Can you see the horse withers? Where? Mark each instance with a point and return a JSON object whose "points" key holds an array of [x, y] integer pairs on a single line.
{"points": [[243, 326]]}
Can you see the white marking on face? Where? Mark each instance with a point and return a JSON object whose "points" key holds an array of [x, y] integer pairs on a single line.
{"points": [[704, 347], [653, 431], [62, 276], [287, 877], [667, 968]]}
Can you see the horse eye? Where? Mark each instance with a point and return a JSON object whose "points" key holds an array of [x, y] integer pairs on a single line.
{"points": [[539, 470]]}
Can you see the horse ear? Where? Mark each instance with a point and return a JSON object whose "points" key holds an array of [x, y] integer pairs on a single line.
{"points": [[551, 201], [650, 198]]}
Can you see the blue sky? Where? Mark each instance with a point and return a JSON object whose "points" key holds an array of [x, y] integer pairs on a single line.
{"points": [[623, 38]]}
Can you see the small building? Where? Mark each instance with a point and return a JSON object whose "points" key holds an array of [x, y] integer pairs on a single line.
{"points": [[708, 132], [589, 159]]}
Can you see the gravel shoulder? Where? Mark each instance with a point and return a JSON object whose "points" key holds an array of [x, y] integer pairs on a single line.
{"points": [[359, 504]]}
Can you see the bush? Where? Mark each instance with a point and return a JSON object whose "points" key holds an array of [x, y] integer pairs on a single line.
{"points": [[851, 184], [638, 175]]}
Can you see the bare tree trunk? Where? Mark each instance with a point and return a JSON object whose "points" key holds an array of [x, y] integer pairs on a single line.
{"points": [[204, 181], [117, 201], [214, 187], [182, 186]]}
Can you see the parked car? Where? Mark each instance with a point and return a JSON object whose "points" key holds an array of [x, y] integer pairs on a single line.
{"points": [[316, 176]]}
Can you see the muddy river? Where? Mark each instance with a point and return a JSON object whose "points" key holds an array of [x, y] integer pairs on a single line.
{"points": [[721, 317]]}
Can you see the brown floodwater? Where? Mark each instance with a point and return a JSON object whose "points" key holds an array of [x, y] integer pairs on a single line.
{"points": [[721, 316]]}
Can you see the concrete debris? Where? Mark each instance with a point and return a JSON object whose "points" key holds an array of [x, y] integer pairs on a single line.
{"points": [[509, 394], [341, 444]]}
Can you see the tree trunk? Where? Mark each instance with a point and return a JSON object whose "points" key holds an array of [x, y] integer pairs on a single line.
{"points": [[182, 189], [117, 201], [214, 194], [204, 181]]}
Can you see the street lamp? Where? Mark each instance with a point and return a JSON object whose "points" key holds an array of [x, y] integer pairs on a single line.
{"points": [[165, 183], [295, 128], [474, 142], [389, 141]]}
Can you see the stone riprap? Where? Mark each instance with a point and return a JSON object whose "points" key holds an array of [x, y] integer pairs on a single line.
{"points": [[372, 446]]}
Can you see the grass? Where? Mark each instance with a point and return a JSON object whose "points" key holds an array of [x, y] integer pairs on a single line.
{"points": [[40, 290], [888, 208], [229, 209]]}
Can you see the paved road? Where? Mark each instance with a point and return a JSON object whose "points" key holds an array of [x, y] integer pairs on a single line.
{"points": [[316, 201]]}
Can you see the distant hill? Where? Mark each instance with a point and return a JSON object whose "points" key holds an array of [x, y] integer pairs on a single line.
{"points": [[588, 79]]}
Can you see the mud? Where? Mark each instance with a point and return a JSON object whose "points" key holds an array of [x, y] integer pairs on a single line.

....

Assignment: Write the whole listing out again. Keep every line exactly as it is.

Solution for this exercise:
Can you see the horse withers? Where? Mark each instance with a point and return a JSON object whose "points" key holds an array of [x, y] integer pairs on a single line.
{"points": [[243, 326]]}
Can you see the white marking on face? Where? Mark each instance with a point and return a JSON object whose "points" key holds an array of [x, y] integer pairs on a single line.
{"points": [[704, 347], [653, 431], [62, 276], [287, 877], [667, 968]]}
Can you see the horse eye? Where? Mark each instance with a point and return a JSON object whose "points" key holds an array of [x, y] integer pairs on a single line.
{"points": [[539, 470]]}
Can you see the horse ear? Where? Mark each instance with a point and return a JSON object whose "points" key holds an array of [x, y] integer pairs on a single line.
{"points": [[551, 201], [650, 198]]}
Can you see the blue sky? Where? Mark each instance with a point and return a JSON object whose "points" key holds an array of [x, y] integer pairs on a single line.
{"points": [[623, 38]]}
Can you see the small building? Where? Mark each instance with a point and return a JSON object whose "points" key holds an array of [x, y] integer pairs on a single line.
{"points": [[708, 132], [589, 159]]}
Can you see the gravel shoulder? Where? Mark each instance with a point and return a JSON object whose "points" key holds an array of [x, y] integer pairs on a single line.
{"points": [[359, 504]]}
Can you see the bush? Where? Mark each instance with a point and return a JSON object whose "points" key holds an array of [x, y] integer pairs on a single line.
{"points": [[851, 184], [638, 175]]}
Can you see the bare tree trunk? Where? Mark each instance with a point and return a JSON object whose "points" key holds an array of [x, y] integer pairs on a single line.
{"points": [[204, 181], [117, 201], [214, 187], [182, 186]]}
Can you see the parked car? Where? Mark each instance with a point and return a JSON object whose "points" key holds an array of [x, y] integer pairs on a single line.
{"points": [[316, 176]]}
Can you see the muddy river? Where? Mark each instance with a point and return a JSON object whose "points" key holds an array of [x, y] integer pairs on a single line.
{"points": [[721, 317]]}
Can you see the brown floodwater? Where? Mark each instance with a point and return a JSON object whose "points" key holds an array of [x, y] integer pairs on a single line.
{"points": [[721, 316]]}
Can you see the concrete debris? Where? Mark each instance with a point and return a JSON object whose "points" key holds an array of [x, y] integer pairs on a single line.
{"points": [[509, 394], [341, 444]]}
Can you see the tree trunk? Where? Mark each instance with a point and return a JSON object whose "points" key holds an array of [x, y] integer pairs on a single line.
{"points": [[182, 189], [117, 201], [214, 194], [204, 181]]}
Can you see the street lamp? Where? Mark each instance with a point and return a JSON object whose "points" key holds an array of [x, y] integer pairs on a single line.
{"points": [[165, 183], [295, 128], [474, 142], [389, 141]]}
Can you see the stone riprap? Where? Mark each instance with a point and return a JSON object whose "points" key holds an array of [x, y] integer pairs on a single line.
{"points": [[372, 446]]}
Can you see the grass? Where? Mark each instance with a point and return a JSON object whose "points" key holds an array of [x, y] integer pairs on a single line.
{"points": [[40, 290], [888, 208], [229, 209]]}
Can you see the paved road? Where? Mark each instance with a point and return a JSON object whose "points" key holds an array of [x, y] integer pairs on a single line.
{"points": [[316, 201]]}
Can you see the distant hill? Where? Mark each instance with a point and return a JSON object whose "points" key holds an array of [x, y] integer pairs on a single line.
{"points": [[588, 79]]}
Can you see the mud? Where? Mark each instance with a point and return a JSON object whose "points" key holds an array of [x, y] integer pairs on a single line.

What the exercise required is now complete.